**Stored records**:
========================================================================
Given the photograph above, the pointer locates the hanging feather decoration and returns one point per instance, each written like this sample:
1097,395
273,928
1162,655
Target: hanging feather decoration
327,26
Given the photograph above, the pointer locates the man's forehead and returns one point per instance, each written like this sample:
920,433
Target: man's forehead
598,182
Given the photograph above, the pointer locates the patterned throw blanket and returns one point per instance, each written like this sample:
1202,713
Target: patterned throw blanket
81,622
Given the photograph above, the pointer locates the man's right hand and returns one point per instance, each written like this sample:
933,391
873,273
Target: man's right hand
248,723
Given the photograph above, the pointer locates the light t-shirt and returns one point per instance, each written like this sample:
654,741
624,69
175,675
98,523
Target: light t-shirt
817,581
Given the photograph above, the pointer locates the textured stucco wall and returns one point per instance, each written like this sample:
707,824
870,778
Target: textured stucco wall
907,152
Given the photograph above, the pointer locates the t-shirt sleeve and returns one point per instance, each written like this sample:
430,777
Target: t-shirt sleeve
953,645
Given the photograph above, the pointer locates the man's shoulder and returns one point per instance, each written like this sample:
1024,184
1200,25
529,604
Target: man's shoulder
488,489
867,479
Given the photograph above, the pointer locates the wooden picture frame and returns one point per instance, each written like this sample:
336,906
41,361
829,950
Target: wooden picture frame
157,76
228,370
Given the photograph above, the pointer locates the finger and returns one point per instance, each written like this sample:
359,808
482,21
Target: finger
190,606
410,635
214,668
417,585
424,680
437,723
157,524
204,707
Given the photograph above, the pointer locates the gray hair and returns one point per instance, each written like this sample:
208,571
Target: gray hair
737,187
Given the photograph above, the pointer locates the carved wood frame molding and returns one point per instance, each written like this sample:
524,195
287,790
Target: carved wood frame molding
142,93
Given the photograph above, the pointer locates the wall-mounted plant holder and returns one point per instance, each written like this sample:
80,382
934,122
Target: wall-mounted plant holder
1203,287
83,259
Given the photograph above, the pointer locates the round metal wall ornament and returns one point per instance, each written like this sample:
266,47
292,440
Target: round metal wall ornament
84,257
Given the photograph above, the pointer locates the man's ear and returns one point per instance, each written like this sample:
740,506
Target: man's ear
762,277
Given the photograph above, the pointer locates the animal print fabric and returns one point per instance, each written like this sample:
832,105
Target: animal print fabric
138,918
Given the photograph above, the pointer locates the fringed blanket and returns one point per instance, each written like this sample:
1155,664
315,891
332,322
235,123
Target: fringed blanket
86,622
========================================================================
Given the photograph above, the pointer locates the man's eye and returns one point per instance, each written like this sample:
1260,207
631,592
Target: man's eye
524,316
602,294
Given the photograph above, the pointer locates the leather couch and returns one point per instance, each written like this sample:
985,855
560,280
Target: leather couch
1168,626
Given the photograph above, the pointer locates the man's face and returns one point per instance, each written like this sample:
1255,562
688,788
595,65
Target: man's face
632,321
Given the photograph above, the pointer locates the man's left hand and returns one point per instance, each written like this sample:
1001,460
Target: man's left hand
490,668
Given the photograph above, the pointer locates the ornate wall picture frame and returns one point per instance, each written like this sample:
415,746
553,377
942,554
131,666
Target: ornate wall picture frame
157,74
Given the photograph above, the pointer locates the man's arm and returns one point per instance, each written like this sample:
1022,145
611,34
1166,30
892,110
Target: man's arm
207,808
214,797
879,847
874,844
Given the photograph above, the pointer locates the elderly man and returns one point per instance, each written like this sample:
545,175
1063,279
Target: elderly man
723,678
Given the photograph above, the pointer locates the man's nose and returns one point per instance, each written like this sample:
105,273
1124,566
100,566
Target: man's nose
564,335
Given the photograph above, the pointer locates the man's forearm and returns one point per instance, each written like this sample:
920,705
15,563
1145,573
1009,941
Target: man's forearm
========================================================================
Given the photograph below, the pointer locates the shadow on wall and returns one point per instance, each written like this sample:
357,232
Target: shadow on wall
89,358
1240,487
========================================================================
Copy out the lines of the records word for word, starting with the line that contains "the man's forearm" and going on through the line that contains "Target: man's forearm".

Given the photograph above, the pointer locates the man's forearm and returns one point per instance, each written like this sample:
920,705
15,563
1145,573
1009,941
Target: man's forearm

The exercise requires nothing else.